[start Provided passage]

Dramatic pictures showed Ali crouching on the floor in a yellow Manchester City top and tracksuit bottoms.
Undercover officers, identified by their orange arm bands, stood over the suspect before he was taken to a high security police station in the French capital.
Terror police have taken up the case, and French prosecutors suspect an extremist motive because of the place and timing of the stabbings - near the former Charlie Hebdo premises during a trial relating to the 2015 massacre.
The victims work for Premieres Lignes, a French news and video agency whose staff rushed to help Charlie Hebdo survivors after the rampage which killed 12 people.
Fourteen suspects are currently on trial for allegedly helping to plot the Islamist attack, with proceedings suspended yesterdatin the wake of the latest violence.
One suspected attacker was arrested on the steps of the Bastille Opera after witnesses spotted blood dripping from his clothes, said an investigating source.
'He was arrested within minutes by police, and then a second man was arrested on a Metro train because of suspicions that he may be connected with the attack,' they said.
Paris prosecutor Jean-Francois Ricard said a 'main perpetrator' had been arrested along with a 'second suspect', adding the main attacker did not know the people who were stabbed.

[end Provided passage]
[start Provided data]

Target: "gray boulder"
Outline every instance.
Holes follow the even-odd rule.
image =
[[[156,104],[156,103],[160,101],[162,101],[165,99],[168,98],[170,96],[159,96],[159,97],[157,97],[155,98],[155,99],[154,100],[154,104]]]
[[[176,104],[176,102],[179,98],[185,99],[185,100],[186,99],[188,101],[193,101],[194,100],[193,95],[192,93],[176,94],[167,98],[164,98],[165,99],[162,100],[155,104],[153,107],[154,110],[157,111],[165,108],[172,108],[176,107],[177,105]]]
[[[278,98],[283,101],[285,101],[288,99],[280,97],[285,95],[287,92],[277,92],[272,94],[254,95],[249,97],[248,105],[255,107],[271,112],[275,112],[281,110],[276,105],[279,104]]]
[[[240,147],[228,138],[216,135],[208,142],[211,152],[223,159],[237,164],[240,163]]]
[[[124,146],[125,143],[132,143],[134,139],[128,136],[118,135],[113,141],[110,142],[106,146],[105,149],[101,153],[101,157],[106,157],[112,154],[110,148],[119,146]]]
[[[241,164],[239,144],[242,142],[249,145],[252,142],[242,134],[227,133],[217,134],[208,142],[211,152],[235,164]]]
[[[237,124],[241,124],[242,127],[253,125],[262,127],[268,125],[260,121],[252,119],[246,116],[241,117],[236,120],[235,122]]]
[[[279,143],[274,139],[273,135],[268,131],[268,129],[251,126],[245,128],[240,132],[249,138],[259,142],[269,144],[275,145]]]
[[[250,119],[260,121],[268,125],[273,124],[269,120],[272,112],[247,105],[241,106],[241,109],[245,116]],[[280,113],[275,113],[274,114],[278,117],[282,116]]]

[end Provided data]

Objective: From the Paris stabbing report above, copy the passage word for word, starting with "One suspected attacker" and going on through "an investigating source.".

Task response:
One suspected attacker was arrested on the steps of the Bastille Opera after witnesses spotted blood dripping from his clothes, said an investigating source.